What's your discipline for buying and selling?
We look at fundamentals bottom up, one by one. We keep names until they reach a level that we consider overvalued. In most cases it's a run up to the upper ranges of valuation, based on price-to-cash flow, and p-e's. We have about 30% turnover.
Another discipline is we want to know and understand what we own. Sometimes our market analysis is wrong. It's rare that it's valuation that causes us to sell.
What do you do differently than other managers? We look for opportunities where you can't use databases to squeeze out ideas. We like to find something that's inefficient or where maybe they had a problem recently.
You get to know company management?
We talk to them and know whether we can trust them.
Why is Reader's Digest (RDA) your top holding?
It's a really good question. It's because of valuation. It has a dividend yield of 2.7% -- not too shabby. I like that. The price-to-cash flow at 9 times is pretty attractive. Its balance sheet is much improved. Return on equity is good. Price-to-sales is 0.6. The market cap is $1.4 billion.

#####

[Exercise task 1]: Please write out the location labeling records word for word, leaving out the pictures.
The investing interview has no connection to the records.

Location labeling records
#####

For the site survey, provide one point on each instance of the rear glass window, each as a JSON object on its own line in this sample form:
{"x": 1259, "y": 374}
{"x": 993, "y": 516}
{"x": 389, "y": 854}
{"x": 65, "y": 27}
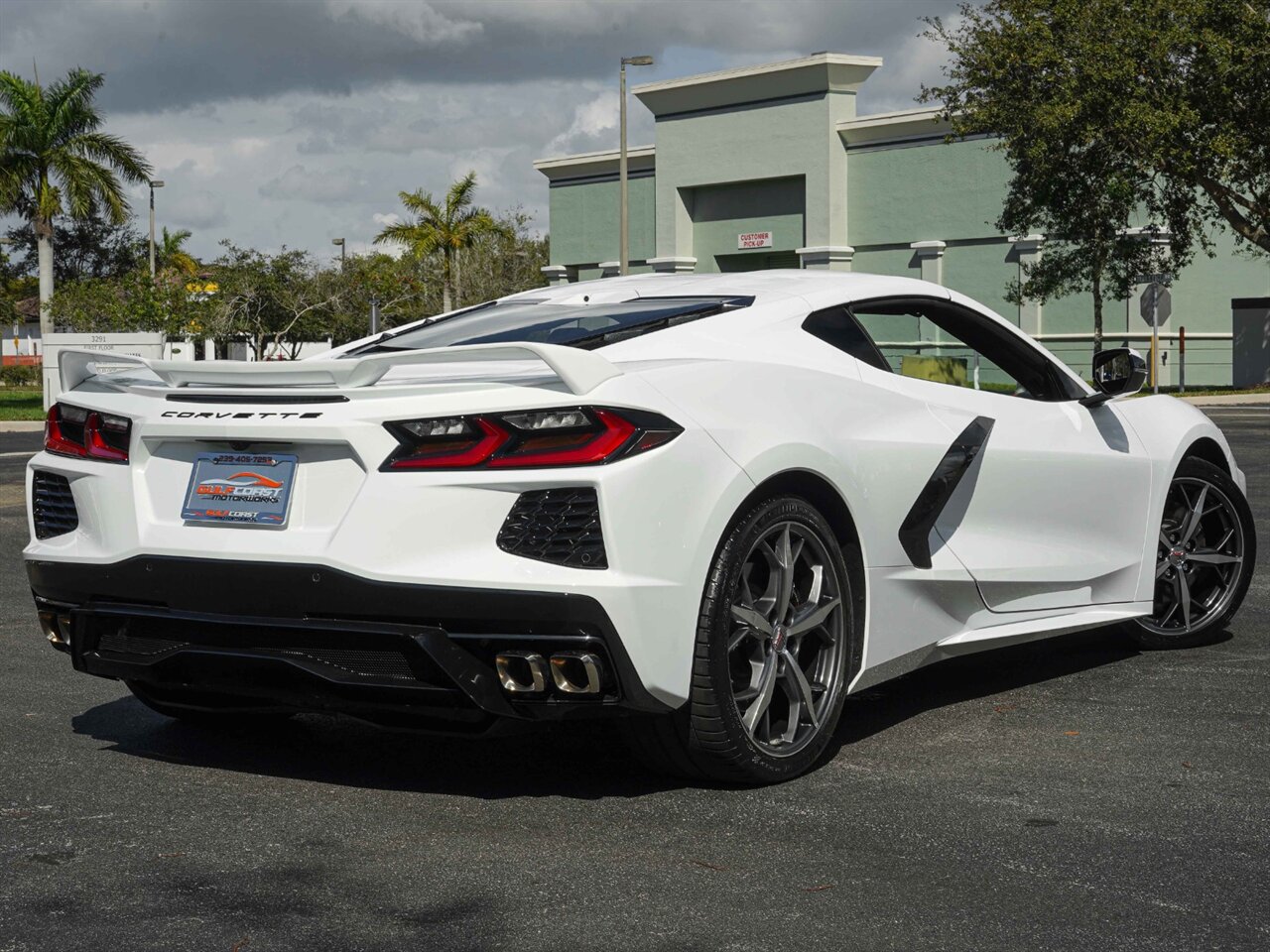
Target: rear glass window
{"x": 545, "y": 322}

#####

[Exercise task 2]: Write what comes next in the investing interview, picking up after its final sentence.

[Exercise output 1]:
For the site survey, provide one point on each instance of the rear glass window, each as a JSON object on its own line in this sample form:
{"x": 1259, "y": 374}
{"x": 993, "y": 516}
{"x": 389, "y": 854}
{"x": 65, "y": 27}
Target: rear glass window
{"x": 545, "y": 322}

[Exercise output 2]:
I'm not excited about it. International isn't doing badly. It has a proprietary mailing list, and it has information about what subjects its readers like, and they use it to market books and other products to them.
I thought the company might get into China, but that isn't happening -- China is reluctant to let anyone in. That's why it has been stagnant. I'm a little frustrated with it. I've got to call them. There's just not much downside here. It's sort of a sitting duck. There has been a change in CEO, but I haven't met him yet.
What's your outlook?
I feel better about the market this year. Last year, you had to be overweight energy, financials, and homebuilders. I hear the money flows are going into financials. I think with interest rates going up, that will stop.
That would help me. I think money will flow back into technology because there's pent up demand. I think I will do pretty well.